-- Opening Marker --
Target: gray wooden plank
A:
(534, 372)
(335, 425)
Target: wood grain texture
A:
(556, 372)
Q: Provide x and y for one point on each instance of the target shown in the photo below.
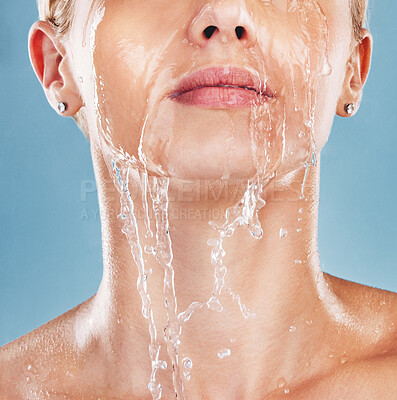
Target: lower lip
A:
(219, 97)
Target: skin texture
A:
(315, 336)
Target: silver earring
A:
(62, 107)
(349, 108)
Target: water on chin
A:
(278, 136)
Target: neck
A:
(277, 278)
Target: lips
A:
(229, 87)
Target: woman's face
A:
(212, 89)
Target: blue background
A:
(50, 245)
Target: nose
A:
(224, 21)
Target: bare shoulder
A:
(375, 313)
(366, 300)
(40, 354)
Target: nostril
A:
(239, 31)
(209, 31)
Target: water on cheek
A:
(153, 136)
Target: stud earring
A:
(349, 108)
(62, 107)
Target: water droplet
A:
(281, 383)
(32, 369)
(283, 233)
(224, 353)
(187, 375)
(313, 159)
(344, 360)
(326, 69)
(187, 363)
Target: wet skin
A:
(344, 341)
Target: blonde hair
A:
(60, 14)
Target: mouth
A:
(226, 87)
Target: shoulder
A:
(376, 308)
(41, 355)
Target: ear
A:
(357, 69)
(52, 67)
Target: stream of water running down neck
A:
(155, 191)
(244, 213)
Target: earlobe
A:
(357, 69)
(49, 60)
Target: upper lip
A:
(222, 77)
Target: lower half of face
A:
(218, 107)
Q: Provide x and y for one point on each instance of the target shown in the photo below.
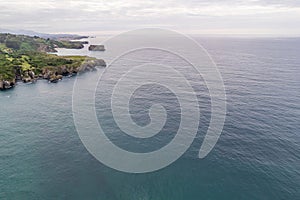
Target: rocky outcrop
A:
(4, 84)
(53, 74)
(96, 48)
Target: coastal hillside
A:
(26, 58)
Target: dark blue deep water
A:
(256, 157)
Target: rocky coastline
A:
(52, 75)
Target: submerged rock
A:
(96, 48)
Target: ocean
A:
(256, 157)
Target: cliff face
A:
(24, 58)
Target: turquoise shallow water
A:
(257, 156)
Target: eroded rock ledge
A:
(52, 74)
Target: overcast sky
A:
(273, 17)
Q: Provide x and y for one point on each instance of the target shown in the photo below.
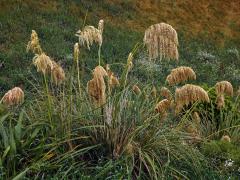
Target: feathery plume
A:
(88, 36)
(136, 89)
(14, 96)
(96, 87)
(76, 52)
(165, 92)
(161, 40)
(43, 63)
(238, 92)
(154, 92)
(189, 94)
(220, 101)
(113, 80)
(163, 106)
(101, 26)
(58, 73)
(224, 87)
(226, 138)
(180, 74)
(196, 118)
(33, 44)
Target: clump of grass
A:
(14, 96)
(189, 94)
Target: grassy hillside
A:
(203, 26)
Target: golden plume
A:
(226, 138)
(136, 89)
(161, 40)
(238, 92)
(154, 92)
(33, 44)
(224, 87)
(180, 74)
(101, 26)
(43, 63)
(163, 106)
(165, 92)
(189, 94)
(89, 35)
(220, 101)
(76, 52)
(113, 80)
(96, 87)
(14, 96)
(58, 73)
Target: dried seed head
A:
(238, 92)
(196, 118)
(43, 63)
(180, 74)
(113, 80)
(58, 73)
(96, 87)
(154, 92)
(14, 96)
(76, 52)
(33, 44)
(165, 92)
(163, 106)
(226, 138)
(129, 61)
(101, 26)
(189, 94)
(89, 35)
(161, 40)
(99, 72)
(224, 87)
(136, 89)
(220, 101)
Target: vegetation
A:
(95, 104)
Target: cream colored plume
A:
(224, 87)
(89, 35)
(14, 96)
(76, 52)
(161, 41)
(220, 101)
(58, 73)
(163, 106)
(189, 94)
(180, 74)
(33, 44)
(43, 63)
(165, 92)
(101, 26)
(96, 87)
(136, 89)
(113, 80)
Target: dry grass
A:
(89, 35)
(96, 87)
(166, 93)
(161, 41)
(14, 96)
(180, 74)
(163, 106)
(224, 87)
(43, 63)
(189, 94)
(34, 44)
(136, 89)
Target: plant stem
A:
(49, 100)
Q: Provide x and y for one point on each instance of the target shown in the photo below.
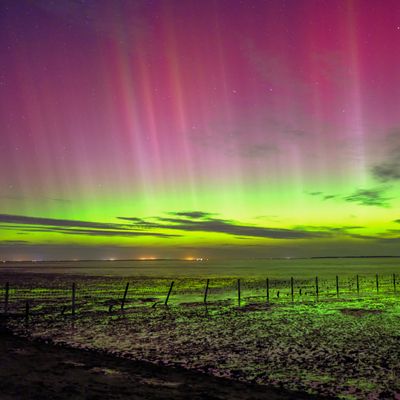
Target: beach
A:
(331, 344)
(38, 369)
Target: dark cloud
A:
(364, 197)
(215, 225)
(25, 220)
(192, 214)
(99, 232)
(72, 227)
(13, 242)
(329, 196)
(315, 193)
(369, 197)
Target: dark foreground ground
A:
(38, 370)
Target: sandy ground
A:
(39, 370)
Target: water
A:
(274, 269)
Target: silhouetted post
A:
(206, 291)
(73, 298)
(6, 297)
(358, 286)
(169, 292)
(27, 311)
(125, 294)
(239, 292)
(337, 286)
(292, 288)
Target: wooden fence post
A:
(239, 292)
(292, 288)
(73, 298)
(169, 292)
(206, 291)
(27, 311)
(6, 297)
(124, 298)
(337, 286)
(358, 286)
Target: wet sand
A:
(40, 370)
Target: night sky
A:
(196, 128)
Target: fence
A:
(97, 294)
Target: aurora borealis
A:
(199, 128)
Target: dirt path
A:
(36, 370)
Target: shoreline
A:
(32, 369)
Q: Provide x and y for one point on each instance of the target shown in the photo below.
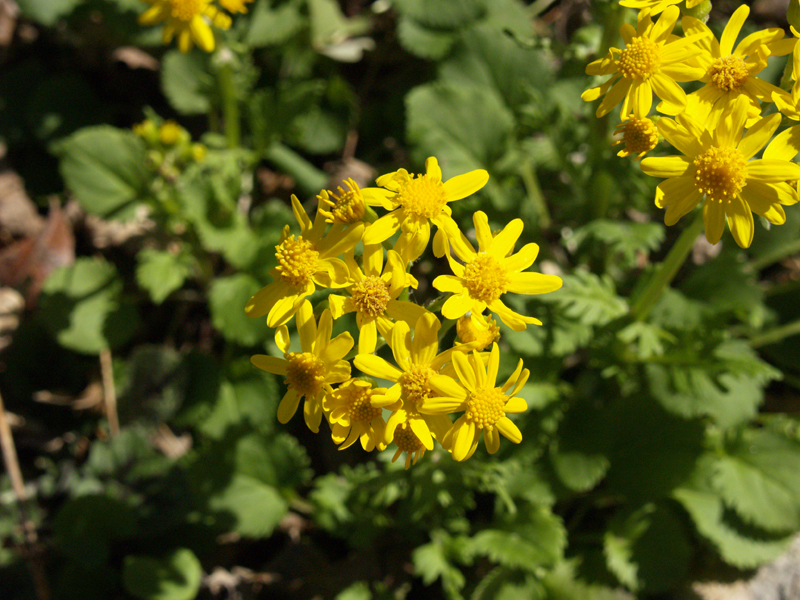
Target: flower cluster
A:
(365, 260)
(190, 21)
(719, 129)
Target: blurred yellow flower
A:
(491, 272)
(716, 165)
(485, 406)
(304, 262)
(653, 60)
(373, 296)
(416, 201)
(309, 373)
(188, 20)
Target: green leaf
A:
(104, 168)
(80, 305)
(590, 299)
(539, 541)
(161, 272)
(272, 26)
(759, 478)
(708, 513)
(418, 40)
(186, 82)
(648, 549)
(175, 577)
(47, 12)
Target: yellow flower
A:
(656, 6)
(373, 296)
(353, 417)
(309, 373)
(639, 135)
(235, 5)
(419, 365)
(416, 201)
(653, 61)
(188, 19)
(731, 72)
(491, 272)
(478, 330)
(717, 165)
(344, 207)
(304, 262)
(485, 406)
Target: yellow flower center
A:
(721, 173)
(415, 385)
(423, 196)
(186, 10)
(297, 260)
(485, 407)
(639, 135)
(305, 373)
(485, 278)
(370, 296)
(640, 59)
(468, 331)
(729, 73)
(344, 206)
(357, 400)
(406, 440)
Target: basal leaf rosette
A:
(484, 404)
(416, 201)
(491, 272)
(304, 262)
(653, 61)
(417, 363)
(373, 296)
(717, 165)
(730, 72)
(188, 20)
(309, 373)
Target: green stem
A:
(230, 104)
(667, 270)
(772, 257)
(773, 336)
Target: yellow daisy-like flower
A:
-- Closing Marker --
DIRECTIONS:
Provide the number of lines in the records above that contain the word "fence", with no additional words.

TASK SOLUTION:
2